◆ Trecho fornecido
# # # # #
Um bom sarro aqui do Belchior, pois no meio de tanta efervescência e revolução cultural acontecendo, alguns optaram em pegar armas.

Eles dizem contra a ditadura, mas só o Gabeira tem a coragem de dizer que eles não lutavam pela democracia, mas sim para instalar a ideologia Stalinista.

E Belchior satirizou-os bem nesta colocação, pois a verdaderia revolução estava acontecendo nas ruas e sem ideologias, só de óculos escuros e vendo o mundo azul.

“A noite fria me ensinou a amar mais o meu dia e pela dor eu descobri o poder da alegria e a certeza de que tenho coisas novas, coisas novas prá dizer”.

“Saia do meu caminho eu prefiro andar sozinho. Deixem que eu decida a minha vida. Não preciso que me digam de que lado nasce o Sol porque ele bate lá no meu coração”.

O Sol sempre esteve ligado naquela geração, quem não ficava no mar até o raiar do dia para vê-lo nascer. Naquela época havia poesia e amor à natureza, por nós, que éramos chamados de “naturebas”.

“Tudo poderia ter mudado, sim, pelo trabalho que fizemos tu e eu, mas o dinheiro é cruel e um vento forte levou os amigos para longe das conversas, dos cafés e dos abrigos, e nossa esperança de jovem não aconteceu não, não...

Aqui a gente já estava passando da adolescência e tivemos que encarar o mundo duro que nada perdoava e Belchior captou bem.
# # # # #
◆ Tarefa 1
No texto sobre Belchior, de que eram chamados os jovens daquela geração que amavam a natureza?
◆ Tarefa 2
Dê continuidade ao texto sobre Belchior a partir do ponto em que ele termina.

◆ Trechos de dados de apontamento
# # # # #
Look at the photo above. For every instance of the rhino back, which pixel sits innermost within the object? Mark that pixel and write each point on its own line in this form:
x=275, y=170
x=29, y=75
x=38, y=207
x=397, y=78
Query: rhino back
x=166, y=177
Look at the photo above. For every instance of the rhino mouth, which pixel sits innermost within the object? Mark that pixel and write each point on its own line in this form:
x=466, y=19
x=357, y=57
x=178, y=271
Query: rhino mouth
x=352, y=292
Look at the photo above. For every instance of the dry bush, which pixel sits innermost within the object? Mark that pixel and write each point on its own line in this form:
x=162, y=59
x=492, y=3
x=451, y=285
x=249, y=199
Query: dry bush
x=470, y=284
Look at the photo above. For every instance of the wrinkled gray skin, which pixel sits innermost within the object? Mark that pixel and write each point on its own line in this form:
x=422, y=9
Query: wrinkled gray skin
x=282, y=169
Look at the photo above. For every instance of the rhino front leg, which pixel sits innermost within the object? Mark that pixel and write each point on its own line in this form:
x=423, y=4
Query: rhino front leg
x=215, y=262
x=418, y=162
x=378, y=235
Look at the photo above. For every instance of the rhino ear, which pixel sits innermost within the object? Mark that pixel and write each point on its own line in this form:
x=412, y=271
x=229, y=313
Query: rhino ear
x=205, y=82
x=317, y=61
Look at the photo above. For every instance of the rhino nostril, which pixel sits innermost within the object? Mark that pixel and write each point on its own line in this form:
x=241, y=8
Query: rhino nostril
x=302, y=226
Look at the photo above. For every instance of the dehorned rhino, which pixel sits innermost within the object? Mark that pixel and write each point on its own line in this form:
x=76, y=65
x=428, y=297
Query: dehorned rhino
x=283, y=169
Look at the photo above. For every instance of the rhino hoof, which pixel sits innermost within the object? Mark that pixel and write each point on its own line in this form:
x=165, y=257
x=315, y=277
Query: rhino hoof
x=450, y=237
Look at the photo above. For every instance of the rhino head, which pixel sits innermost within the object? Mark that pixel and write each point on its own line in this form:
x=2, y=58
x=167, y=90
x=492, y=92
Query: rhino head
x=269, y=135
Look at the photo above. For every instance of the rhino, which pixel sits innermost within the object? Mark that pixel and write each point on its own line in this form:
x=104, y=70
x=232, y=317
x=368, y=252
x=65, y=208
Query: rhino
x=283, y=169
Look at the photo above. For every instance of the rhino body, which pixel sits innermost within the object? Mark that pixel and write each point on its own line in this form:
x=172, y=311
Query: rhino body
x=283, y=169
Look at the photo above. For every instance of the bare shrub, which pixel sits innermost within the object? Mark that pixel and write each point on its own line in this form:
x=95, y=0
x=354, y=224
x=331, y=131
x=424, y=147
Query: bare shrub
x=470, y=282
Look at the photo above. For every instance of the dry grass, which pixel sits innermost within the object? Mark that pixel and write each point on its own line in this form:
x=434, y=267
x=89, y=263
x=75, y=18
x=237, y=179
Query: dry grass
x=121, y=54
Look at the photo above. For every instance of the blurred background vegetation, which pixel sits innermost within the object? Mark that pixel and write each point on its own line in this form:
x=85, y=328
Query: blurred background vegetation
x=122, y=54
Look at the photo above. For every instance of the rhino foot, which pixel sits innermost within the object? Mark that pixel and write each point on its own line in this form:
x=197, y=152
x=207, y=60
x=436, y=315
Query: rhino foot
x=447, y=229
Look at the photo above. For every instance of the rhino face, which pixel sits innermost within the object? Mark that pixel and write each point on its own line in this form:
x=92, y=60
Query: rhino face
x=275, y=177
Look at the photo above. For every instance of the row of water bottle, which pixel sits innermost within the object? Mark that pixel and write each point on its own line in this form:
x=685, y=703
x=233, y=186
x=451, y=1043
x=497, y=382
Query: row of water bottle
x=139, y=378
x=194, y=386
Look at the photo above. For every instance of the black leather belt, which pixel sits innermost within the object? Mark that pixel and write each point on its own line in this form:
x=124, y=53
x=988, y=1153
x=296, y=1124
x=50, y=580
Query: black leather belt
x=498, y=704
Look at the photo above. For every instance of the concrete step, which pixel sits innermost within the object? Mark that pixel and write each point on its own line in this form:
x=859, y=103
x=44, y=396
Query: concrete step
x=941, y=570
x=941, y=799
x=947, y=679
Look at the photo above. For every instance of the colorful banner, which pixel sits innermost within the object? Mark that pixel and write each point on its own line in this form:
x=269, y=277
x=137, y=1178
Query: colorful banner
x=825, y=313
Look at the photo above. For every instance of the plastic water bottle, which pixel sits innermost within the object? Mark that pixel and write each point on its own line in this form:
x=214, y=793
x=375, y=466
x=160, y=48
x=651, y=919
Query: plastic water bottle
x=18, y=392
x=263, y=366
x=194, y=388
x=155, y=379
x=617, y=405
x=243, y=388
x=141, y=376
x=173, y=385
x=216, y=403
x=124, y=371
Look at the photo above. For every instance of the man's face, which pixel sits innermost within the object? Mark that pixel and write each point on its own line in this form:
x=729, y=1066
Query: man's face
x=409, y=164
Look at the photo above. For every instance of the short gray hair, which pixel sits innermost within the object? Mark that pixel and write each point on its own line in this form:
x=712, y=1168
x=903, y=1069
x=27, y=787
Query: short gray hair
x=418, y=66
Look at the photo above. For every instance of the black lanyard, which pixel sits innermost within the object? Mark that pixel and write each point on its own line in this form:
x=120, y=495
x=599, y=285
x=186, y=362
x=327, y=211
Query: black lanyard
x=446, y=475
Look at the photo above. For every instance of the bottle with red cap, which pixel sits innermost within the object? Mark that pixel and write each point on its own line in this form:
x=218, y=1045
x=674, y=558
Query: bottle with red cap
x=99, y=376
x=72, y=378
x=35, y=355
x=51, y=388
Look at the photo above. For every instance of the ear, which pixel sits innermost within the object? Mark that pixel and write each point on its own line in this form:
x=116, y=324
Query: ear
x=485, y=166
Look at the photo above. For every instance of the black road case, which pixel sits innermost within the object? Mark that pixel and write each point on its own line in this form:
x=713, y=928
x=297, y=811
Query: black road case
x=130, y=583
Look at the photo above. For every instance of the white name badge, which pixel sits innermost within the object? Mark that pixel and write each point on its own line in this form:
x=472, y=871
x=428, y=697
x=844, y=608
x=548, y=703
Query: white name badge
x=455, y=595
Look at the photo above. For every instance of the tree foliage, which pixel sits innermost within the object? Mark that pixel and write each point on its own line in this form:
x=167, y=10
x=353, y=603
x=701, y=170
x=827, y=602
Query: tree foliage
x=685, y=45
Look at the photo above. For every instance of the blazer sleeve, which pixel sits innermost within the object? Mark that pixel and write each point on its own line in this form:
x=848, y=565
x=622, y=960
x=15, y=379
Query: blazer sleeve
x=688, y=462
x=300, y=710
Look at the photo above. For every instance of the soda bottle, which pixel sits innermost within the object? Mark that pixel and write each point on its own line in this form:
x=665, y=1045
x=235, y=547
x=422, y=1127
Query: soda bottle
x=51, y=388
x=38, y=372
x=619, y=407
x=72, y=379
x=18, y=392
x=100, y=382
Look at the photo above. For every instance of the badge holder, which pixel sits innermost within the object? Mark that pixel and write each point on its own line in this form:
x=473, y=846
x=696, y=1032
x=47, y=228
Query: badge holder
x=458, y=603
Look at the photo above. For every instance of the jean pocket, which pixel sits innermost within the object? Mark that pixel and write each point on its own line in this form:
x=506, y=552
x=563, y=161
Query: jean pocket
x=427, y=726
# # # # #
◆ Resposta escrita 1
Eram chamados de "naturebas".

◆ Resposta escrita 2
“Palavra e som são meu caminho para ser livre, e eu sigo, sim. Faço o destino com o suor da minha mão. Tenho falado á minha garota: Meu bem é difícil saber o que acontecerá, mas eu agradeço ao tempo, pois o inimigo eu já conheço. Sei seu nome, sei seu rosto, residência e endereço. A voz resiste. A fala insiste, você me ouvirá: quem viver verá.

Sempre é dia de ironia no meu coração.”

Aquele sonho estava acabando, mas o levávamos no coração e ele ainda está ali até hoje.

“O que transforma o velho no novo bendito fruto do povo será”.

Eu acho que o mundo brilhou naquele pequeno período, que durou o que, para mim, uns três quatro anos. Quem viveu, viveu.

“Você me pergunta pela minha paixão digo que estou encantado como uma nova invenção, pois vejo vir vindo no vento o cheiro da nova estação e eu sinto tudo na ferida viva do meu coração.

Nossos ídolos ainda são os mesmos e as aparências não enganam não. Você diz que depois deles não apareceu mais ninguém. Você pode até dizer que eu estou por fora ou então que eu estou enganado...mas é você que ama o passado e que não vê que o novo sempre vem.”

“E hoje eu sei, eu sei, que quem me deu a idéia de uma nova consciência e juventude está em casa contando seus metais.”

“Minha dor é perceber que apesar de termos feito tudo, tudo, tudo, tudo o que fizemos, ainda somos os mesmos, ainda somos os mesmos, e vivemos como nossos pais”.

Nisto eu não concordo plenamente com ele, pois algo sempre fica, pelo menos eu que não criei ninguém e uma psicóloga amiga minha, me disse um dia que:

“Quem não se torna pai, nunca deixa de ser filho”.

Então eu amei nunca ter tido filho.

*Trechos das músicas: Apenas um rapaz latino americano, medo de aivão, de primeira grandeza, Alucinação, Hora do almoço, Lira dos vinte anos, Dandy, Fotografia 3/4, Como nossos pais.

**B elchior gravou 133 músicas, mas infelizmente é muito raro encontrarmos os CDs dele.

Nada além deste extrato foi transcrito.